-- Records provided follows --

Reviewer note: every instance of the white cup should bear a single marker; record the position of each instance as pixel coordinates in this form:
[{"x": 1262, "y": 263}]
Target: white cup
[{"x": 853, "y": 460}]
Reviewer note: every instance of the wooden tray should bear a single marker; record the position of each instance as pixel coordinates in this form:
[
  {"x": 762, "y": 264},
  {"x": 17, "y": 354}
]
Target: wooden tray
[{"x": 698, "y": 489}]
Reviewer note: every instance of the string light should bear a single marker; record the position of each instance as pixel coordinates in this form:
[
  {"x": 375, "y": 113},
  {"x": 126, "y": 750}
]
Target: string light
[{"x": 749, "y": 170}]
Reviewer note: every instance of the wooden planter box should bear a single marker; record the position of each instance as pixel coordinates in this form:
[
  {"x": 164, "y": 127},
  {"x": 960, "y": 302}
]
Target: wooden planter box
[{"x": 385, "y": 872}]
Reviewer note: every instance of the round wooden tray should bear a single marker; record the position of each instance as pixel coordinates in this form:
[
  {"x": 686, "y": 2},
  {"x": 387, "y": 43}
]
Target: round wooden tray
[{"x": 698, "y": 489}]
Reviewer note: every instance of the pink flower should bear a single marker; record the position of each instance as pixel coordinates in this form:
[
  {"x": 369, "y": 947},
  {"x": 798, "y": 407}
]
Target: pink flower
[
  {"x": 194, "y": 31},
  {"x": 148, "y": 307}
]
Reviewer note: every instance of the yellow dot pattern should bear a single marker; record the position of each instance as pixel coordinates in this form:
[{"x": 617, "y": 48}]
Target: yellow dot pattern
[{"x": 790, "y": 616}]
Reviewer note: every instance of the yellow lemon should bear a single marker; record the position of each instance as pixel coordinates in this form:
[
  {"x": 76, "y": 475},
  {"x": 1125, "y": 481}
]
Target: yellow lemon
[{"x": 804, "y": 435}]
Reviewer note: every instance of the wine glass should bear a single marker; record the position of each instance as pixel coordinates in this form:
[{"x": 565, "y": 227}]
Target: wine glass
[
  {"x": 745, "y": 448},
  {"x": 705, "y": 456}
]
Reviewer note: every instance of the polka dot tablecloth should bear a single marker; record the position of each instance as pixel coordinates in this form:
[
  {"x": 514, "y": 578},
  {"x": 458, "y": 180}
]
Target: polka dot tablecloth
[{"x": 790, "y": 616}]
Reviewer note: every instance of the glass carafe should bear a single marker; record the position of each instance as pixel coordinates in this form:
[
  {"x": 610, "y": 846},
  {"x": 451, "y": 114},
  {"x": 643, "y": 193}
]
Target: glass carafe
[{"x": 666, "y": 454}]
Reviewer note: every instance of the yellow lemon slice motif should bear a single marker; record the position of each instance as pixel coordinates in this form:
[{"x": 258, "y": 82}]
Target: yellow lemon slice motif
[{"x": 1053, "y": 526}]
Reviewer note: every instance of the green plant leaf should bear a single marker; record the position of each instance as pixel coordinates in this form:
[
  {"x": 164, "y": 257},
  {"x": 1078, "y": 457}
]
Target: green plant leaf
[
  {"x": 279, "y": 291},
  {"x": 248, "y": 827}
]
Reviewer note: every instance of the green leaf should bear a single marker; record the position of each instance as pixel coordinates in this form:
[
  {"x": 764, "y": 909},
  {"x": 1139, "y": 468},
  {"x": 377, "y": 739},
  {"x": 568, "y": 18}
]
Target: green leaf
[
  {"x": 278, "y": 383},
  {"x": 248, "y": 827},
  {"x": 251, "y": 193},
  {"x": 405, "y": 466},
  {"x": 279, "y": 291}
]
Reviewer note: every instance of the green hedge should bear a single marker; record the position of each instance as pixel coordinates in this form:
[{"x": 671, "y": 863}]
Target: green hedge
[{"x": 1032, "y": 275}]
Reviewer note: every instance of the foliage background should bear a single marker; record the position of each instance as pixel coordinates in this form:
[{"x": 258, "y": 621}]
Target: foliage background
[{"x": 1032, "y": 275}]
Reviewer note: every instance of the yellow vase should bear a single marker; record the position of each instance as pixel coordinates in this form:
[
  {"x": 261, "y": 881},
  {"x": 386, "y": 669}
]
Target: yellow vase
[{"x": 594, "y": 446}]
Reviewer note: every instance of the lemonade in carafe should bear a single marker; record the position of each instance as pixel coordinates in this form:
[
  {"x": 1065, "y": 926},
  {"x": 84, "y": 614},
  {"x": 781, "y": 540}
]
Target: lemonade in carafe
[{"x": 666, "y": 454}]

-- Records provided concluded --

## About this task
Beginning at the line that holds "Reviewer note: every instance of the yellow vase", reproduce each line of the records above down to and including the last one.

## Answer for the task
Reviewer note: every instance of the yellow vase should bear a single marker; record the position of each instance as pixel coordinates in this form:
[
  {"x": 261, "y": 881},
  {"x": 386, "y": 669}
]
Target: yellow vase
[{"x": 594, "y": 446}]
Reviewer note: every instance of the lemonade in carafe should bear a single marker; record the position of each instance as pixel coordinates in this form:
[
  {"x": 1065, "y": 926},
  {"x": 84, "y": 614},
  {"x": 781, "y": 540}
]
Target: lemonade in carafe
[{"x": 666, "y": 454}]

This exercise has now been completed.